◆ **PROBLEM TO SOLVE**
Pick out every line in the listing below that contains the word "separated" and copy each of those lines in full. Case counts.

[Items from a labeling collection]
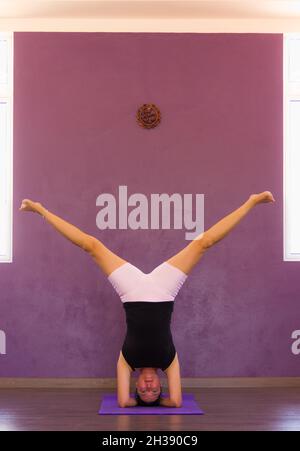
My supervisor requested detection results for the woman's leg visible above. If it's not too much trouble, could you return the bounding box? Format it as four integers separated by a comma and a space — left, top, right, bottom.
20, 199, 126, 275
166, 191, 274, 274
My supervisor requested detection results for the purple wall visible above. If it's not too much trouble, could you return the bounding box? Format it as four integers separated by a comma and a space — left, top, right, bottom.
0, 33, 300, 377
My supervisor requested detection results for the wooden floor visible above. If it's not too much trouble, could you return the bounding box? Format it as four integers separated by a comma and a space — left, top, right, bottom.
0, 388, 300, 431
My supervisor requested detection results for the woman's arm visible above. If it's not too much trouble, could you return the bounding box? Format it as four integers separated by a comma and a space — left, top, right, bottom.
19, 199, 95, 252
117, 352, 137, 407
160, 353, 182, 407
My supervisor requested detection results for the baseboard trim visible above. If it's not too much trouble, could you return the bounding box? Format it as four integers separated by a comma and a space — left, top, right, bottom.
0, 377, 300, 389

◆ **PROBLEM SOLUTION**
My supervisor requested detection results for the woman's leg visible above. If it's not too much trouble, could you return the bounding box? Format it as four integers separated by a comma and a space — left, top, right, bottom.
My supervisor requested detection results for the purple wall visible above. If it's not too much trouble, could you return the bounding box? Format it as four integers separated by a comma and a space — left, top, right, bottom.
My supervisor requested detection results for the wooden floor visible above. If it's not too much trouble, could you return the bounding box? Format it as four integers separated by a comma and a space — left, top, right, bottom.
My supervisor requested detection results for the woman's arm visible above. If it's not too much trouble, could you return the bounding box? Format it as four integers separated by a comma and a space — left, top, right, bottom.
My supervisor requested detection results for the baseboard trim visible above. If it's not too much trouble, could you return the bounding box? Format it as four integers separated by a comma and a space — left, top, right, bottom.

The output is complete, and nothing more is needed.